_Passage_
▽
A film as Canadian
as bags of milk and the CN tower
Toronto Sun - April 9th 2006
By THANE BURNETT
Toronto SUN
Michael
Sparaga didn’t start out to make a film that captures
the odd spirit of Canada. He wanted a superhero movie.
But as it’s turned out, his very small epic —
shot with $35,000 squeezed from his credit cards and
Royal Bank line-of-credit — is, on and off the
film — as Canadian as bags of milk and the CN
Tower.
Except for that Baldwin brother behind the comic book
counter.
Waiter leaps into film
Sparaga was a Toronto waiter-slash-film-school-grad-slash-director,
when he made a leap of faith. He put everything into
making a movie about the second-fiddle to a superhero.
“I could afford to, since I’m not married
or have kids — I’m lucky no one loves me,”
he explains, on the line from Halifax, at midnight,
after another screening.
Called Sidekick — and originally shot at nights
and weekends on video — the indie production has,
like any good hero, gained the admiration of good citizens
across this nation and our neighbors to the south. In
no small part, it’s been due to Sparaga’s
decision not to sell it off to a quick DVD release.
Instead, he and cast and production members —
including his director Blake Van de Graaf — are
now on a cross-Canada tour, showing Sidekick in every
major city that will screen it.
It’s always the same — Sparaga and Van de
Graaf sit in the back of the theatre, rocks in their
stomachs, waiting to see if the audience responds at
all the right moments. Which they do.
They make enough money to afford to get to the next
theatre in their eight-city tour, which ends May 1 in
Vancouver.
△
_Data extract_
▽
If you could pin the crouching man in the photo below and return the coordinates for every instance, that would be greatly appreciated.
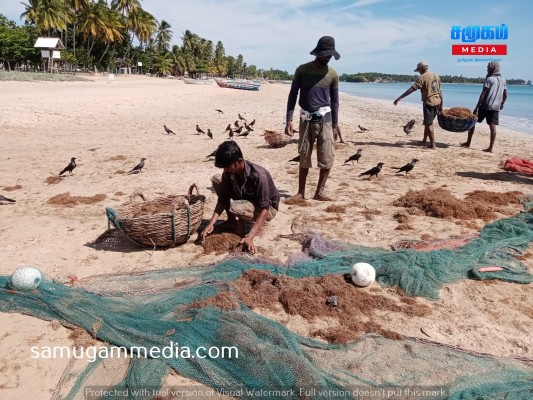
△
_Requests_
- a) In the article about the film Sidekick, how much money was used to shoot the film?
- b) Name every city mentioned in the article about Sidekick.

_The responses_
- a) $35,000, squeezed from Sparaga's credit cards and a Royal Bank line of credit.

- b) Toronto, Halifax, Vancouver